Announcement

Collapse
No announcement yet.

AMD Ryzen 9 7900X3D Linux Performance

Collapse
X
 
  • Filter
  • Time
  • Show
Clear All
new posts

  • AMD Ryzen 9 7900X3D Linux Performance

    Phoronix: AMD Ryzen 9 7900X3D Linux Performance

    Following last week's review of the brand new AMD Ryzen 9 7950X3D and then moving on to looking at the Ryzen 9 7900X3D gaming performance, today's Linux hardware coverage on Phoronix is looking at the Ryzen 9 7900X3D Linux performance in other system/CPU workloads aside from gaming.

    Phoronix, Linux Hardware Reviews, Linux hardware benchmarks, Linux server benchmarks, Linux benchmarking, Desktop Linux, Linux performance, Open Source graphics, Linux How To, Ubuntu benchmarks, Ubuntu hardware, Phoronix Test Suite

  • #2
    Are there any news regarding a zen4 related x3d scheduler yet? I really like the power efficiency and the concept behind with specialized cores. But I fear to buy a product not and never really supported by Linux.

    Comment


    • #3
      Originally posted by HerrLange View Post
      Are there any news regarding a zen4 related x3d scheduler yet? I really like the power efficiency and the concept behind with specialized cores. But I fear to buy a product not and never really supported by Linux.
      Haven't heard anything... Obviously once I do (assuming no NDA/embargo, which usually isn't the case for Linux specific items) I'll certainly write about it.
      Michael Larabel
      https://www.michaellarabel.com/

      Comment


      • #4
        IMHO it would be interesting to see how the performance (and esp. performance-per-watt) of the non-X3D versions compares to the X3D versions when running in Eco-Mode (with a comparable power-target as the X3D versions).
        Then we'd see how much of the performance per watt difference is due to more cache and how much is due to lower TDP (and if the X3D versions are worth the money if you want to save energy) - AFAIK the non-X3D versions are still pretty fast with lower TDPs.

        Comment


        • #5
          Originally posted by HerrLange View Post
          Are there any news regarding a zen4 related x3d scheduler yet? I really like the power efficiency and the concept behind with specialized cores. But I fear to buy a product not and never really supported by Linux.
          It's not an easy problem to solve regardless of the OS. If it performs well today in your use cases, I wouldn't worry about how much further it could be optimized. The scheduler doesn't really know what apps will benefit from more cache vs. more speed and there is not really a magic way to tell. Windows does not have native support for these sorts of asymmetries in their scheduler either. There are a number of ideas floating around (perf counters to look at historic trends in the app, adding hints to the binary in the compiler, etc.). I expect this will be a big area of research in the near future.

          Comment


          • #6
            Originally posted by agd5f View Post
            It's not an easy problem to solve regardless of the OS.
            I disagree. I think it's a lot easier to address than Intel's situation with P-cores and E-cores. For 3D cache, the main consideration should be the sensitivity of a thread to L3 cache. And, to that end, AMD exposed some new performance counters that the thread scheduler could use to make such decisions.

            Better yet, you could potentially even use eBPF to implement such scheduler tweaks, without even having to patch & recompile the kernel! The main thing that's probably missing is the ability for eBPF to read those performance counters.


            Originally posted by agd5f View Post
            The scheduler doesn't really know what apps will benefit from more cache vs. more speed and there is not really a magic way to tell.
■ ■ ■ ■
* _CHALLENGE 1_
In the forum thread on Ryzen 9 7900X3D Linux performance, what did AMD expose that the thread scheduler could use to decide where to place threads?
* _CHALLENGE 2_
Render this sentence from the Ryzen 9 7900X3D forum thread in Spanish: "I expect this will be a big area of research in the near future."
* _CHALLENGE 3_
Pick up the Ryzen 9 7900X3D forum thread from its last line and write the next few sentences.

* _INFORMATION GIVEN_
■ ■ ■ ■
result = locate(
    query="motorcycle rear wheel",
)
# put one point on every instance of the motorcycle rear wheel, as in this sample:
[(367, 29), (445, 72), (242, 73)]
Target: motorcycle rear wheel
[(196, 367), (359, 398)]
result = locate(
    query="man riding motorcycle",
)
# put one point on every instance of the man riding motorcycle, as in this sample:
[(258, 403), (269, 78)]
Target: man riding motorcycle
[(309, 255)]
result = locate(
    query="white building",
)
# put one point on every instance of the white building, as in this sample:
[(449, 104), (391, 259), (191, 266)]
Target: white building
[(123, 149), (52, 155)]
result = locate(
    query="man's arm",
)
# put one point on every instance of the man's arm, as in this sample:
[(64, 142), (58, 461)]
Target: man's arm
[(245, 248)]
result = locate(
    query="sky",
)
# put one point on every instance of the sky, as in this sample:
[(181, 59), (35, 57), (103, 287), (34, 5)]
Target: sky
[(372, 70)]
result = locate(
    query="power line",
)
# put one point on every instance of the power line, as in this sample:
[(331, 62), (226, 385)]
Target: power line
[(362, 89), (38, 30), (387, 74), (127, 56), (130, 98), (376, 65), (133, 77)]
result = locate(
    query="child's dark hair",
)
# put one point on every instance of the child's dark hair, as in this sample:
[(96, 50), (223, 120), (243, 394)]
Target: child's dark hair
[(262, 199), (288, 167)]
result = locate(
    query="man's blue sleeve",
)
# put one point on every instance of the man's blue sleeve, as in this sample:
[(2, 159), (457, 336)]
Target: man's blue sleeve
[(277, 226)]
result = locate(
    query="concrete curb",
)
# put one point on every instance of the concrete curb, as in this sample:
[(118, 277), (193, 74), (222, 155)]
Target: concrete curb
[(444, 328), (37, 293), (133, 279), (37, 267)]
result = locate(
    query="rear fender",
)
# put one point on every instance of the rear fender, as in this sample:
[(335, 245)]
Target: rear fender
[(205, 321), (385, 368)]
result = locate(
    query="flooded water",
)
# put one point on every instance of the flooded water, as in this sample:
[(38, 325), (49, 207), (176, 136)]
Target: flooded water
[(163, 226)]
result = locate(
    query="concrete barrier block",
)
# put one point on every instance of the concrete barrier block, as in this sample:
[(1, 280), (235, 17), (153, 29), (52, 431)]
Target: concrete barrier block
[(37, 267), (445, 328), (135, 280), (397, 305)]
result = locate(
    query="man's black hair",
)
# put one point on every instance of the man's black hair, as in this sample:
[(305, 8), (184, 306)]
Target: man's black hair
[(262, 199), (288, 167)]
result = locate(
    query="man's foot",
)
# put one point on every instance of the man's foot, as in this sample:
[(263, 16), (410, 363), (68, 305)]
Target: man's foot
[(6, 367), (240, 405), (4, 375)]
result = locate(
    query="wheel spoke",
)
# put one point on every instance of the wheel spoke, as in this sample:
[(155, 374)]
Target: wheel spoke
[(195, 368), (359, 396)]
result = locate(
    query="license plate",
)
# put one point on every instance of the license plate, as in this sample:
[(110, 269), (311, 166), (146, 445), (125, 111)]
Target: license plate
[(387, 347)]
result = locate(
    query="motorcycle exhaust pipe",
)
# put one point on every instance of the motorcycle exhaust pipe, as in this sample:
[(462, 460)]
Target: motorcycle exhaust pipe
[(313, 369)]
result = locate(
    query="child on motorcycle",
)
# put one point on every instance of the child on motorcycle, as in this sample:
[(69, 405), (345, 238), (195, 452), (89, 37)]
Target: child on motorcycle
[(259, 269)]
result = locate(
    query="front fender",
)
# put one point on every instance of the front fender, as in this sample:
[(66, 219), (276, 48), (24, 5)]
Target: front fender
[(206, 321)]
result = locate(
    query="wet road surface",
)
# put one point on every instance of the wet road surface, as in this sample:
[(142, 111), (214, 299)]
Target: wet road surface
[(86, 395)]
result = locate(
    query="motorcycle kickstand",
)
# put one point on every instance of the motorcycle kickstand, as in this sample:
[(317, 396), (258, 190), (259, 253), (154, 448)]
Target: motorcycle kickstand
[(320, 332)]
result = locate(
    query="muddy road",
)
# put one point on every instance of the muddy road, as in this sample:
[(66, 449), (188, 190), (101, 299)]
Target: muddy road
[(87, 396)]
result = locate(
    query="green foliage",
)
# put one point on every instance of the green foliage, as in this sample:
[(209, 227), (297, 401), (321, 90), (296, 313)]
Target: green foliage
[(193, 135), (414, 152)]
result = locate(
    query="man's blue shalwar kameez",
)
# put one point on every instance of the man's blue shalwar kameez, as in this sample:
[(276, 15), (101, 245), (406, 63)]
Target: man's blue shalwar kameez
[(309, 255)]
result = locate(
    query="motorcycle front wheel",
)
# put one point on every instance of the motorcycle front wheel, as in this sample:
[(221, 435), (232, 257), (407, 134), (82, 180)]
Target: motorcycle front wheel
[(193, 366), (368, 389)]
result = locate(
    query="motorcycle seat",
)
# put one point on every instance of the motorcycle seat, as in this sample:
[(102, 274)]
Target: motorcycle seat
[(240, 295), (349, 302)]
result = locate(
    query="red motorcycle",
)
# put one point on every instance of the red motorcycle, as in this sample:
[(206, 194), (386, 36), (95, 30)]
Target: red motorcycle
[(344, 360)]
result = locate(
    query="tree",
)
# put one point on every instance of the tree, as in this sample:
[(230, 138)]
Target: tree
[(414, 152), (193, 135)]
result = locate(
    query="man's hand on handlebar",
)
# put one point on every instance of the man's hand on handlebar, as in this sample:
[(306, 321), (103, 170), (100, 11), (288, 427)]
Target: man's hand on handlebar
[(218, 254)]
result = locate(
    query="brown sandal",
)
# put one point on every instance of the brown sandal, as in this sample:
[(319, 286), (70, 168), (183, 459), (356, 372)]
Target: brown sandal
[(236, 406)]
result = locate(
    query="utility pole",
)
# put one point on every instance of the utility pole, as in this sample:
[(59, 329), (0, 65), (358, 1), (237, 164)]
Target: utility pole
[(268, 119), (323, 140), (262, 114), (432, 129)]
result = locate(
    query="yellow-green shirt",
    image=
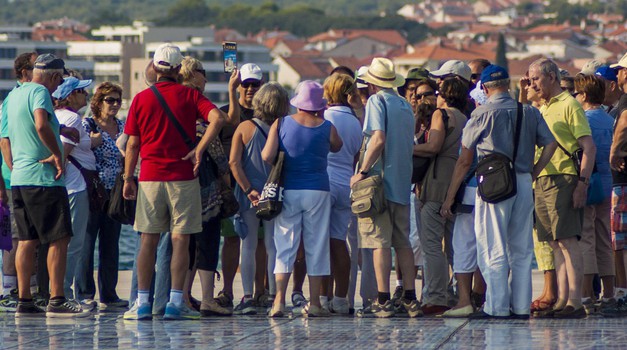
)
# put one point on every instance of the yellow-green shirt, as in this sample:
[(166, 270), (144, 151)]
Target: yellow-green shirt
[(567, 121)]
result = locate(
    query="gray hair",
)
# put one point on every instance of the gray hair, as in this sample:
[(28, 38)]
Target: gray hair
[(547, 66), (497, 84), (271, 102)]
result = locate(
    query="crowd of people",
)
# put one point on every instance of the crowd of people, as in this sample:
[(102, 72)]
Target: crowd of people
[(197, 173)]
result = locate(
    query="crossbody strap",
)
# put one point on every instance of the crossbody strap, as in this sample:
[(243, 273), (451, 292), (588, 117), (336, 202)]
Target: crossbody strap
[(168, 112), (519, 111)]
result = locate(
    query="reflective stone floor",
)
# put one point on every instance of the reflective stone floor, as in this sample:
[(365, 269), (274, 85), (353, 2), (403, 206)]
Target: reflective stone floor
[(257, 332)]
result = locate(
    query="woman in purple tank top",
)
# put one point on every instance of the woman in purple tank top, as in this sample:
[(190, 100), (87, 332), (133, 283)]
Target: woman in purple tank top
[(306, 138)]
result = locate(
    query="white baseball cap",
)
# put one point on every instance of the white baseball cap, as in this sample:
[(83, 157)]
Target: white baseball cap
[(167, 56), (250, 71), (453, 67)]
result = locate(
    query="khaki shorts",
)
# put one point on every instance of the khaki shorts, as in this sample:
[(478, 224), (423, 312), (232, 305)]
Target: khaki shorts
[(556, 218), (172, 206), (386, 230)]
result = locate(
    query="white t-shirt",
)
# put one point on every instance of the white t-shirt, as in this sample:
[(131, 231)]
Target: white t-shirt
[(74, 181), (341, 164)]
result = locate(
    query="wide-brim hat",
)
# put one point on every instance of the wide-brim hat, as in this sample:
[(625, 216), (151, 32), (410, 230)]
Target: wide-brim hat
[(381, 73), (309, 96)]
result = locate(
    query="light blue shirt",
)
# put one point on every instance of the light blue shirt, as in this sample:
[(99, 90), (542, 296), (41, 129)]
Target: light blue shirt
[(27, 148), (601, 125), (399, 141), (341, 164)]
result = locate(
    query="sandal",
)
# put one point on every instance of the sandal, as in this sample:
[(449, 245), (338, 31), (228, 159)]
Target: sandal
[(541, 305)]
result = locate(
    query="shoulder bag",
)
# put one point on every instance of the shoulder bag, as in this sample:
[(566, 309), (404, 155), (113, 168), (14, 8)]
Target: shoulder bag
[(595, 188), (368, 195), (98, 196), (271, 200), (496, 173), (226, 198)]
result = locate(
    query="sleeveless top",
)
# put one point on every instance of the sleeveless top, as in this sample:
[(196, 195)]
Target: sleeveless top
[(254, 167), (306, 150), (438, 177)]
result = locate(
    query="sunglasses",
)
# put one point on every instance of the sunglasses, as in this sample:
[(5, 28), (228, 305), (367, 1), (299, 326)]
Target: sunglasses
[(112, 100), (425, 94), (253, 84)]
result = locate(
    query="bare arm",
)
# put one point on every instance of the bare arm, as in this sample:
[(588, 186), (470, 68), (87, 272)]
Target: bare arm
[(233, 116), (376, 144), (130, 162), (5, 145), (464, 162), (617, 153), (545, 158), (436, 137), (271, 148), (336, 140), (48, 138)]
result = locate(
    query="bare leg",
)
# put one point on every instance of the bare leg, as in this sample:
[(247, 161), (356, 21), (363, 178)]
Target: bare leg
[(57, 258), (382, 258), (230, 262), (25, 265)]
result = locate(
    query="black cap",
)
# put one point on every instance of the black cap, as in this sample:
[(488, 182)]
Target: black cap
[(50, 61)]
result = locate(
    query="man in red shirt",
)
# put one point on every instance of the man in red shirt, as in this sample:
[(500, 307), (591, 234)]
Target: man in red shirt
[(168, 195)]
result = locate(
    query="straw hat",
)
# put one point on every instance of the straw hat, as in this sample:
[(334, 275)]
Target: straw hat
[(381, 73)]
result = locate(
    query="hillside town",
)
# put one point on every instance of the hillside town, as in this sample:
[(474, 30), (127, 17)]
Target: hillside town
[(470, 30)]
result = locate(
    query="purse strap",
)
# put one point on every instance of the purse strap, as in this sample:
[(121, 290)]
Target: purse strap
[(168, 112)]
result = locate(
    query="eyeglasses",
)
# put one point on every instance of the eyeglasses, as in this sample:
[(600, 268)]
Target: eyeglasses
[(112, 100), (425, 94), (254, 84)]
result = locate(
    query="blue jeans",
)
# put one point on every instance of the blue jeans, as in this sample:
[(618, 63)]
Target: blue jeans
[(79, 211), (160, 286), (107, 231)]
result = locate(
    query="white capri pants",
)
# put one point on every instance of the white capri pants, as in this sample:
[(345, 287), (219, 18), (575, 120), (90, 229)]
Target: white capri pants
[(306, 213), (464, 244)]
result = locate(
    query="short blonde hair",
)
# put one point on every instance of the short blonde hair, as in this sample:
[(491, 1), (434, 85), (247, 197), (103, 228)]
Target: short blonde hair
[(337, 87), (271, 102), (188, 67)]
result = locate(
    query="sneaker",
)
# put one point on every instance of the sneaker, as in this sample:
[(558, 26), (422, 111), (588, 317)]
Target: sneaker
[(113, 305), (66, 309), (181, 312), (212, 308), (139, 312), (248, 307), (339, 306), (298, 300), (28, 309), (396, 297), (315, 311), (8, 303), (377, 310), (225, 300), (409, 308)]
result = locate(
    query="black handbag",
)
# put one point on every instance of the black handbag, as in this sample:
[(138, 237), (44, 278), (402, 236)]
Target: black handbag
[(120, 209), (496, 173), (271, 199), (98, 196)]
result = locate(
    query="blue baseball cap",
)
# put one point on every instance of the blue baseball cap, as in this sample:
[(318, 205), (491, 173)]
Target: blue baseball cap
[(69, 84), (493, 73), (607, 73)]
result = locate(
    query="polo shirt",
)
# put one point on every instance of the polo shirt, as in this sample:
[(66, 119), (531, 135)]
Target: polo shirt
[(567, 121), (27, 149), (161, 145)]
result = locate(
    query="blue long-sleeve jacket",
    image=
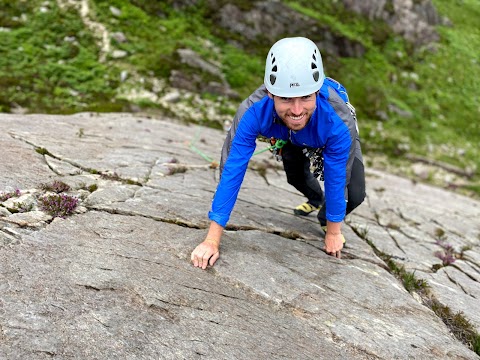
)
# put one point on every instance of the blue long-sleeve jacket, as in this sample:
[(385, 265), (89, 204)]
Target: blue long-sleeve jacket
[(332, 127)]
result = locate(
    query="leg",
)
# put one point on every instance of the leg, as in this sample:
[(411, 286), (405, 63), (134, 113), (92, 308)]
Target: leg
[(355, 188), (297, 169)]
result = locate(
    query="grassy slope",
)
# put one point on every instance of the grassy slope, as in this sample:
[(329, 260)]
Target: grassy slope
[(439, 90)]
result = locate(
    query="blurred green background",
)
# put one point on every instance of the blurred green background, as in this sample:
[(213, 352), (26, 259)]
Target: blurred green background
[(412, 102)]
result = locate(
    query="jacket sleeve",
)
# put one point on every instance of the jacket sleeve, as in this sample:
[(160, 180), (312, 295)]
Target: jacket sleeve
[(244, 106), (241, 150), (338, 158)]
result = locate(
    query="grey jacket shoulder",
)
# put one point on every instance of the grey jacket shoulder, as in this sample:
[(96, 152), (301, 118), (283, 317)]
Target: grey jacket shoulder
[(257, 95)]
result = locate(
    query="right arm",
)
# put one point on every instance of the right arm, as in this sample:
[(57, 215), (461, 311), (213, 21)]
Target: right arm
[(258, 94)]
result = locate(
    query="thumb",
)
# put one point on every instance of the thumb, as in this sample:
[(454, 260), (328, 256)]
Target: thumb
[(214, 258)]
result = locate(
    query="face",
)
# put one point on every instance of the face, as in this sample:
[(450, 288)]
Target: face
[(295, 112)]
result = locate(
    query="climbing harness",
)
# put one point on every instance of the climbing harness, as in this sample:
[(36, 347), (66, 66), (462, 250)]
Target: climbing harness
[(316, 161)]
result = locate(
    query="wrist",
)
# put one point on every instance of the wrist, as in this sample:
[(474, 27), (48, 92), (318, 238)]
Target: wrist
[(212, 241)]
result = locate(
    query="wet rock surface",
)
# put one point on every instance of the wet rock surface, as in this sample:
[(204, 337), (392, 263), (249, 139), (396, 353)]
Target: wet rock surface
[(113, 279)]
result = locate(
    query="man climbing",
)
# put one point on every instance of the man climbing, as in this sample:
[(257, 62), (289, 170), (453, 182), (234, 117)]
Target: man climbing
[(297, 104)]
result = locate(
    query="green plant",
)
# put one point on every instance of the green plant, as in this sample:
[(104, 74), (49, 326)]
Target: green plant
■ ■ ■ ■
* _EXPECTED ANSWER 1_
Some new performance counters.

* _EXPECTED ANSWER 2_
Preveo que esta será una gran área de investigación en el futuro cercano.

* _EXPECTED ANSWER 3_
            You can't directly see, but you could compare its L3 hit-rate when running on a 3D cache die vs. a non-3D cache die. Threads with low L3 utilization, in either case, can easily be assigned to the non-3D cache die. Threads with higher L3 utilization can be prioritized for the 3D cache die, based on the relative improvement in hit rate.

            Originally posted by agd5f View Post
            I expect this will be a big area of research in the near future.
            That's just off the top of my head. Anyone with a background in thread-scheduling would probably have better ideas about how to tackle it.

            Originally posted by agd5f View Post
            Windows does not have native support for these sorts of asymmetries in their scheduler either.
            Maybe not 3D cache - I haven't read one way or another. But Windows 11 certainly has support for Intel's Thread Director.

            Comment


            • #7
              Originally posted by DanielG View Post
              IMHO it would be interesting to see how the performance (and esp. performance-per-watt) of the non-X3D versions compares to the X3D versions when running in Eco-Mode (with a comparable power-target as the X3D versions).
              Indeed, a comparison with 7900 and 7700 (non-X) would be interesting. I suspect the power efficiency is mainly because of the lower clocks, the extra cache should be an additional power draw. And if this is the case, then 7900 should offer even better power efficiency without sacrificing much of the performance.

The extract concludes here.